--- Begin ---
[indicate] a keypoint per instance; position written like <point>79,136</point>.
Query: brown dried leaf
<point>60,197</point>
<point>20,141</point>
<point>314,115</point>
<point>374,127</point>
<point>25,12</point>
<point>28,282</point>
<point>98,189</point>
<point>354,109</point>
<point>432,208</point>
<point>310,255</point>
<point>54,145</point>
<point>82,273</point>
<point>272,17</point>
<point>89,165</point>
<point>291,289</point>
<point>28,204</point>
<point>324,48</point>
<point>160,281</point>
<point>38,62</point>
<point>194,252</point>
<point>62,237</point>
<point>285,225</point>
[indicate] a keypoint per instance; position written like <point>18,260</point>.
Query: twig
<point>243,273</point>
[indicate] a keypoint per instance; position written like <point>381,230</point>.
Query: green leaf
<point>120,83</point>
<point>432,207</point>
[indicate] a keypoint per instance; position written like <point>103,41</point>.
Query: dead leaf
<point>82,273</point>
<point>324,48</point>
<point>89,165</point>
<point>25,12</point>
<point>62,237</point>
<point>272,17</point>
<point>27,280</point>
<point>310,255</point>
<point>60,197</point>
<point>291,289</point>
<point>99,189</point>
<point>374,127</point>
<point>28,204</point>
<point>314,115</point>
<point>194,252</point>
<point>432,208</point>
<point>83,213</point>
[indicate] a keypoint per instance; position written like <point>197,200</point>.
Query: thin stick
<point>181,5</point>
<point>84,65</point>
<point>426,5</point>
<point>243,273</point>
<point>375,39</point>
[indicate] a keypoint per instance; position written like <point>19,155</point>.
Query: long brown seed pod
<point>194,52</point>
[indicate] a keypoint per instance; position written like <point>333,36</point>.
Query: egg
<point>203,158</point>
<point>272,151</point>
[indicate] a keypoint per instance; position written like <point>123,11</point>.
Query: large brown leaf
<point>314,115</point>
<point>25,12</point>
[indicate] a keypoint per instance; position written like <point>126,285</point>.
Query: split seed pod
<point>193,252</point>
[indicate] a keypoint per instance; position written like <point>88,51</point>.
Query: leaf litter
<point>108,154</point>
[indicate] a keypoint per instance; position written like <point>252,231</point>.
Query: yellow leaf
--- End ---
Problem description ::
Retype the records in full. Keep every line identical to the original.

Written answer ::
[indicate] a keypoint per instance; position written like <point>79,136</point>.
Query: brown dried leaf
<point>60,197</point>
<point>20,141</point>
<point>314,115</point>
<point>374,127</point>
<point>25,12</point>
<point>28,282</point>
<point>98,189</point>
<point>354,109</point>
<point>432,208</point>
<point>310,255</point>
<point>54,145</point>
<point>82,273</point>
<point>272,17</point>
<point>89,165</point>
<point>291,289</point>
<point>28,204</point>
<point>324,48</point>
<point>160,281</point>
<point>38,62</point>
<point>194,252</point>
<point>62,237</point>
<point>285,225</point>
[indicate] a keypoint per instance; position written like <point>18,260</point>.
Query: twig
<point>243,273</point>
[indicate] a keypoint per instance; position written like <point>381,230</point>.
Query: green leaf
<point>120,83</point>
<point>432,207</point>
[indicate] a keypoint per instance; position written like <point>103,41</point>.
Query: dead leaf
<point>82,273</point>
<point>324,48</point>
<point>89,165</point>
<point>25,12</point>
<point>62,237</point>
<point>272,17</point>
<point>27,280</point>
<point>310,255</point>
<point>60,197</point>
<point>291,289</point>
<point>99,189</point>
<point>374,127</point>
<point>28,204</point>
<point>314,115</point>
<point>194,252</point>
<point>432,208</point>
<point>83,213</point>
[indicate] a keypoint per instance; position written like <point>197,200</point>.
Query: thin stick
<point>181,5</point>
<point>84,65</point>
<point>426,5</point>
<point>243,273</point>
<point>375,39</point>
[indicate] a keypoint per instance; position written like <point>19,155</point>.
Query: long brown seed pod
<point>194,52</point>
[indicate] a keypoint per instance; position written like <point>333,36</point>.
Query: egg
<point>203,158</point>
<point>272,151</point>
[indicate] a keypoint per instance; position written like <point>123,11</point>.
Query: large brown leaf
<point>314,115</point>
<point>25,12</point>
[indicate] a keypoint per instance; position written like <point>126,285</point>.
Query: split seed pod
<point>193,252</point>
[indicate] a keypoint per instance; position written like <point>88,51</point>.
Query: leaf litter
<point>108,154</point>
[indicate] a keypoint per instance; position written like <point>252,231</point>.
Query: yellow leaf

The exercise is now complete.